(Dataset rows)
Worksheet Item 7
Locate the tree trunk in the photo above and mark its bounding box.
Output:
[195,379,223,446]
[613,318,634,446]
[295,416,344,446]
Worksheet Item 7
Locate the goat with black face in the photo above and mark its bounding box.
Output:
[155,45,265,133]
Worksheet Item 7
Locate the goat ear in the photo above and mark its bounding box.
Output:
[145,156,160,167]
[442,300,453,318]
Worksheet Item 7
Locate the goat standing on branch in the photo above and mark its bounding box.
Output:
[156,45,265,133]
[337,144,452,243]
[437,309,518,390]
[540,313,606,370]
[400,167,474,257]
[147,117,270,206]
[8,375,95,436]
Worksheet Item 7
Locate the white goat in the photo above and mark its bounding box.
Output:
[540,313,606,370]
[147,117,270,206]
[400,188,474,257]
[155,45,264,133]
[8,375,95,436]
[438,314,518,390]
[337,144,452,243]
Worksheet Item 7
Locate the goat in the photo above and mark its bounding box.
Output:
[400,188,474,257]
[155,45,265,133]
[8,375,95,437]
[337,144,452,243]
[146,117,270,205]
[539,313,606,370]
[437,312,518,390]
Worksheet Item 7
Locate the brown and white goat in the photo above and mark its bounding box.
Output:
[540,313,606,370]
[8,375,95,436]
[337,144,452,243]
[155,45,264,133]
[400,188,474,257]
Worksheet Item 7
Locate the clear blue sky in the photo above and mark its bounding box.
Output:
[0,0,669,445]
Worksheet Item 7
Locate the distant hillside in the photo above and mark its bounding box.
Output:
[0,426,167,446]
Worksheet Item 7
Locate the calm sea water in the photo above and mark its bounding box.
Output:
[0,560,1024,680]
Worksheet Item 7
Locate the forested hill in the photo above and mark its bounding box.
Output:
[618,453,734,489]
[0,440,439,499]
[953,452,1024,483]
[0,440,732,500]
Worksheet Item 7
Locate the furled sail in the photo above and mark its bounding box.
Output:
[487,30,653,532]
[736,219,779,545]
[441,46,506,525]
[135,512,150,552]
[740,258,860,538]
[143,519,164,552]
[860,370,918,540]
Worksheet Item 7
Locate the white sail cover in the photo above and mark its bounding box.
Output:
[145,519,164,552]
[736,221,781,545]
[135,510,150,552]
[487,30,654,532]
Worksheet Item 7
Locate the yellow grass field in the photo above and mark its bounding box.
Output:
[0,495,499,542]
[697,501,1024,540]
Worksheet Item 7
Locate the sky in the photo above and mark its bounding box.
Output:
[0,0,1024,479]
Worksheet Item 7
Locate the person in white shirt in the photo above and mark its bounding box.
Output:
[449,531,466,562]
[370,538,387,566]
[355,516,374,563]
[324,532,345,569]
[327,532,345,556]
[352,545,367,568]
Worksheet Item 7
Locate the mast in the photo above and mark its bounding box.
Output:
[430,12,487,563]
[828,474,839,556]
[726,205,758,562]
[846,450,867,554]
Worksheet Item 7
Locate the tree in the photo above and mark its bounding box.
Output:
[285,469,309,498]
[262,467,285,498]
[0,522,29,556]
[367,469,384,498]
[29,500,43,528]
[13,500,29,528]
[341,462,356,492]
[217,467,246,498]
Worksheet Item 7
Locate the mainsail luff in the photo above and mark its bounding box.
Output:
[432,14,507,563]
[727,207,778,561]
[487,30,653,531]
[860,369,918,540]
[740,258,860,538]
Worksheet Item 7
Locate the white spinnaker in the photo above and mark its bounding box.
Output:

WHAT THE TASK ASKS =
Convert every line of the records above into a numbered list, omitting any blank lines.

CORRECT OUTPUT =
1. Worksheet Item 7
2. Locate the tree trunk in the photo above and mark its bounding box.
3. Output:
4. [195,379,223,446]
5. [613,318,634,446]
6. [295,416,344,446]
7. Worksheet Item 7
8. Locate the goat with black face in the photo above and mark its bounding box.
9. Output:
10. [155,45,265,133]
11. Worksheet Item 7
12. Locate the goat ear in the photo above and mark its bounding box.
13. Output:
14. [145,156,160,167]
15. [442,300,453,318]
16. Worksheet Item 7
17. Locate the goat standing on branch in the photo above and mark its bounding box.
18. Output:
19. [156,45,265,133]
20. [337,144,452,243]
21. [437,309,518,390]
22. [540,313,606,370]
23. [400,167,474,257]
24. [147,117,270,206]
25. [8,375,95,436]
26. Worksheet Item 7
27. Locate the white goat in the photo above and mark its bounding box.
28. Output:
29. [540,313,606,370]
30. [147,117,270,206]
31. [400,188,474,257]
32. [155,45,264,133]
33. [8,375,95,436]
34. [438,314,518,390]
35. [337,144,452,243]
36. Worksheet Item 7
37. Locate the goat in the photo above and mark its bounding box.
38. Output:
39. [400,188,474,257]
40. [155,45,265,133]
41. [8,375,95,437]
42. [337,144,452,243]
43. [146,117,270,205]
44. [539,313,606,370]
45. [437,312,518,390]
46. Worksheet Item 7
47. Locate the brown and white goat in the photo above and mark its bounding box.
48. Output:
49. [540,313,606,370]
50. [8,375,95,436]
51. [337,144,452,243]
52. [155,45,264,133]
53. [400,188,474,257]
54. Worksheet Item 7
55. Locate the clear blue sky in the photo above and mark its bounding box.
56. Output:
57. [0,0,669,445]
58. Worksheet Item 7
59. Locate the distant hillside in the photo above and mark its bounding box.
60. Output:
61. [0,426,167,446]
62. Worksheet Item 7
63. Locate the calm sea water in the photo above and mark its bounding box.
64. Output:
65. [0,560,1024,680]
66. Worksheet Item 7
67. Locate the forested hill in the photo above and mark its bounding box.
68. Output:
69. [618,453,734,489]
70. [0,440,439,499]
71. [953,452,1024,483]
72. [0,440,732,500]
73. Worksheet Item 7
74. Locate the furled sail in the photo above and mark its bounding box.
75. Output:
76. [487,30,653,532]
77. [736,219,779,545]
78. [441,46,506,525]
79. [135,512,150,552]
80. [740,258,860,538]
81. [143,519,164,552]
82. [860,370,918,540]
83. Worksheet Item 7
84. Locate the white sail cover in the photo above and mark its bounding box.
85. Output:
86. [145,519,164,552]
87. [736,221,781,545]
88. [135,510,150,552]
89. [487,30,654,532]
90. Worksheet Item 7
91. Locate the yellow grass field in the photo above and mark its bounding box.
92. Output:
93. [0,495,499,542]
94. [697,501,1024,540]
95. Worksheet Item 7
96. Locate the sky in the photo above and mark its bounding box.
97. Output:
98. [0,0,1024,479]
99. Worksheet Item 7
100. Locate the person in white shirt in the photo above and mark its bounding box.
101. Output:
102. [449,531,466,562]
103. [370,538,387,566]
104. [355,516,374,563]
105. [324,532,345,569]
106. [327,532,345,556]
107. [352,545,367,568]
108. Worksheet Item 7
109. Locate the mast in the photo above and mark its bounding box.
110. Output:
111. [430,12,487,563]
112. [828,474,839,556]
113. [726,205,758,562]
114. [846,450,867,554]
115. Worksheet Item 7
116. Locate the tree in the photo above and mark its bounding box.
117. Output:
118. [285,469,309,498]
119. [262,467,285,498]
120. [0,522,29,556]
121. [367,469,384,498]
122. [29,500,43,528]
123. [13,500,29,528]
124. [341,462,356,492]
125. [217,467,246,498]
126. Worksheet Item 7
127. Locate the mainsail luff in the photo above and mark its bounding box.
128. Output:
129. [432,14,507,563]
130. [727,207,778,561]
131. [487,30,653,531]
132. [860,369,918,540]
133. [740,258,860,538]
134. Worksheet Item 7
135. Locate the white spinnaker in the photo above and mark its bounding box.
136. Output:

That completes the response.